Goal 1: According to the patent excerpt on flow velocity measurement, which type of sensor was found to be sturdier and less sensitive to damage from the material flow?
Goal 2: List each line of the records that contains the word "Could", treating uppercase and lowercase letters as different.

Supplied passage:

**********

In that respect it is remarked that an analysis of the problems occurring with the prior art device revealed that the detector surface of the optical sensor shows a serious risk of getting partially or wholly covered by the material particles. Some materials have been found capable of even permanently damaging the detector surface of the sensor. Both parameters contribute to distorting the optical measurements and thus the calculation of the velocity of the material supply flow. Electrostatic charge sensors have been found to be more sturdy and less sensitive to damages induced by the material flow, so that no corrections need to be done for that and the material flow velocity can be calculated with an improved accuracy. Besides that, electrostatic sensors have been found suitable for use with a broader spectrum of materials (dimensions, shape, chemical composition, optical properties ...) as compared to optical sensors. The present invention presents the additional advantage that a more accurate determination of the velocity is obtained, since the velocity of the flow of fluent material is measured using at least a first and a second sensor positioned at a distance from each other in flow direction of the material, the determination of the velocity thus being based on two distinct measurements conducted on two distinct locations.

The contribution of the inevitable frictional forces to the force exerted by the material particles to the measuring surface, whereby the frictional forces act on the fluent particles in a direction parallel to the measuring surface, may be minimised by providing the force measuring means which are capable of determining a component of the force exerted onto the measuring surface which extends perpendicular to the mean slope of the measuring surface.

**********

Data supplied:
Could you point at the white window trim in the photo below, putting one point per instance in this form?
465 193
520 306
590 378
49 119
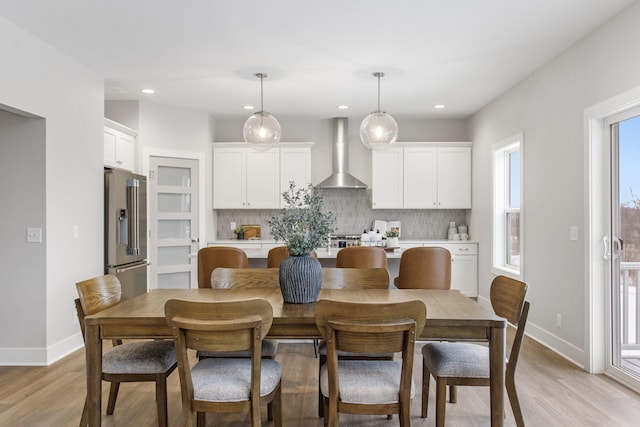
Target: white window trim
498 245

**********

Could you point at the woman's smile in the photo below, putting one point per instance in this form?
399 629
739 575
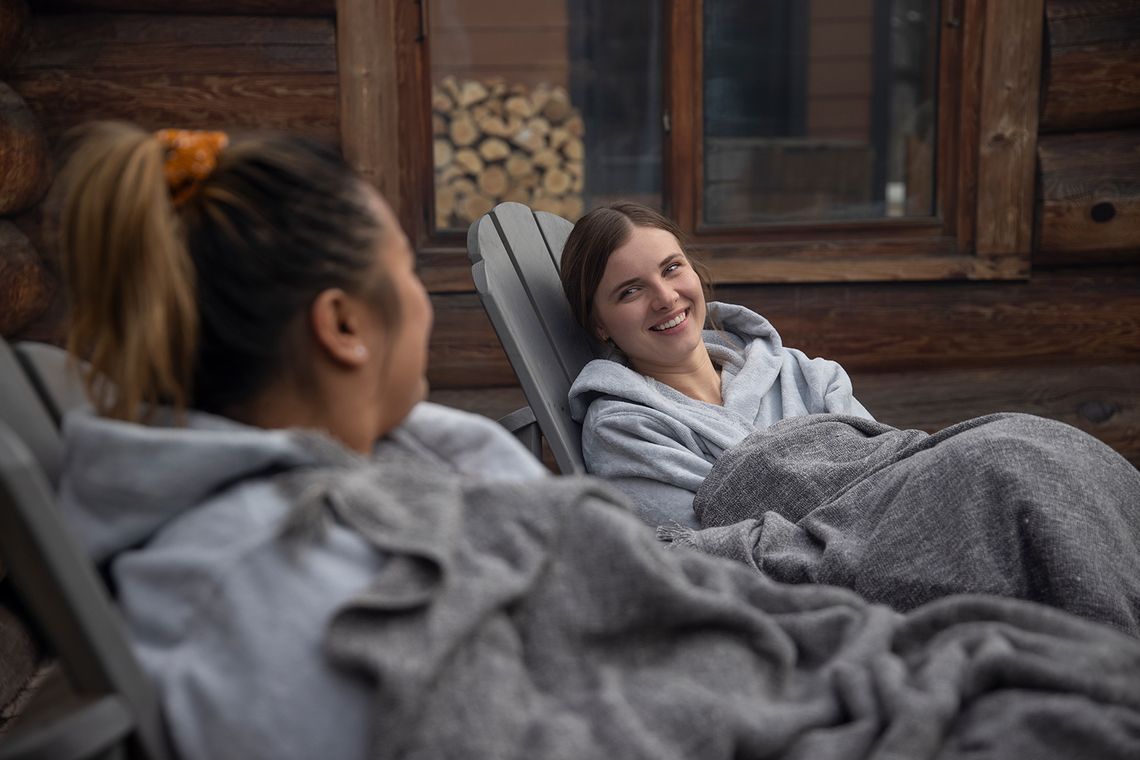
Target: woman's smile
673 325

**********

Response 1: Electrostatic charge sensors.

Response 2:
Could you point at the white window trim in the photo below, putting one point per instance in this form?
Could you point at the woman's smile in the photo below, putting one point per instance in this form?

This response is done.